**Required task**
Copy out the rows below word for word, but omit the pictures.

(Position identification rows)
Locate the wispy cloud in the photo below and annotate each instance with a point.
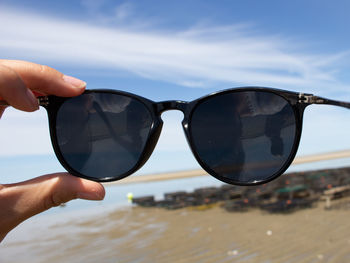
(199, 56)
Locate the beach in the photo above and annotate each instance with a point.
(137, 234)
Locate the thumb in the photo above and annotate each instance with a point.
(23, 200)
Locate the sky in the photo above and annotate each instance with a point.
(182, 50)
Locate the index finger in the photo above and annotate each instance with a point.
(45, 80)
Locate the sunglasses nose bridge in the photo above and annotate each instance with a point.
(171, 105)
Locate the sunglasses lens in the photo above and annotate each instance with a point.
(102, 135)
(244, 136)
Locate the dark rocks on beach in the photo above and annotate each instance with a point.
(286, 194)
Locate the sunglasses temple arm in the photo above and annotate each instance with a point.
(311, 99)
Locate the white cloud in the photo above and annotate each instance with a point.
(196, 57)
(192, 57)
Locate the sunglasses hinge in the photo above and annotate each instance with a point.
(310, 99)
(43, 100)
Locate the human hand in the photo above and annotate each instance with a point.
(20, 201)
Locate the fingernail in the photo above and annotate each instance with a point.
(32, 99)
(77, 83)
(90, 196)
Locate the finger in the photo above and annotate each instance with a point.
(45, 80)
(14, 91)
(2, 109)
(20, 201)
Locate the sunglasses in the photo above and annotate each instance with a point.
(242, 136)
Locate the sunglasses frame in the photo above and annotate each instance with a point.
(297, 101)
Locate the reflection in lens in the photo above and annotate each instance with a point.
(244, 136)
(102, 135)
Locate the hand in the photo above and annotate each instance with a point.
(18, 202)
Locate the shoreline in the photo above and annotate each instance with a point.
(162, 176)
(191, 235)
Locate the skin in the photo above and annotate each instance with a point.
(20, 201)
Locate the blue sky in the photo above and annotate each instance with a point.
(183, 50)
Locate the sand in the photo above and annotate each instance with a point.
(193, 235)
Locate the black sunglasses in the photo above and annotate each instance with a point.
(243, 136)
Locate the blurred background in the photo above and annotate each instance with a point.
(167, 50)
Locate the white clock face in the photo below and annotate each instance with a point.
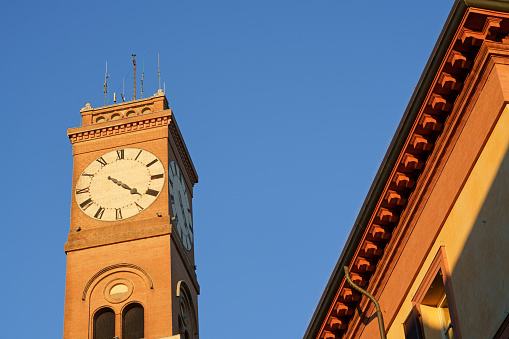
(119, 184)
(180, 205)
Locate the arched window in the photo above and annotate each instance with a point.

**Result below**
Locate the wispy cloud in the photo below and annotate each instance with a point.
(199, 56)
Locate the beach in the photo above and annotate each instance with a point.
(137, 234)
Locate the thumb in the photo above and annotate each instance with a point.
(23, 200)
Locate the sky in the photo above and annotate each instance with a point.
(182, 50)
Locate the index finger in the photo above and annotate each instance with a point.
(45, 80)
Locate the sunglasses nose bridge in the photo above and annotate each instance with a point.
(171, 105)
Locate the sunglasses lens in the photo above and annotate each instance with a point.
(102, 135)
(244, 136)
Locate the dark rocks on beach in the photo above and annotate each instance with a point.
(286, 194)
Locate the sunglasses temple arm in the photo above and annotate each instance with a point.
(311, 99)
Locate the white cloud in the photo above and annotate each instance with a point.
(196, 57)
(192, 57)
Locate the sunglasses hinge in the photo above and annotate each instance with a point.
(310, 99)
(43, 100)
Locate the human hand in the photo above and annotate each instance with a point.
(20, 201)
Locate the fingernail in the photo above and annotate each instance with a point.
(32, 99)
(77, 83)
(90, 196)
Locate the finger in the photo above and annotate each instance with a point.
(45, 80)
(14, 91)
(2, 109)
(20, 201)
Locate the sunglasses in the photo above and annotate each instance with a point.
(242, 136)
Locate the sunglasses frame in the photo above and annotate each instance with a point.
(297, 101)
Locate the reflection in lens in the photo above and annotate each instance with a point.
(244, 136)
(102, 135)
Locate the hand in the photo above and annotate each instance with a point.
(18, 202)
Locate the shoreline in the photo above and annotate each instance with a point.
(162, 176)
(191, 235)
Locate the skin in the photo above and annotate each instance with a point.
(20, 201)
Locate the blue sky in the photo above and annotate each instance with a point.
(183, 50)
Locate the sand in the photo above and annotate each instance with a point.
(193, 235)
Locate the black sunglasses in the photo above and annotate each instance with a point.
(243, 136)
Locate the blurred background in the photo above and annotate each instance with a point.
(167, 50)
Locate the white clock face in the photo below and annotate each instance with a point.
(119, 184)
(180, 205)
Locate the arched window in the photo above and annotate each instance with a point.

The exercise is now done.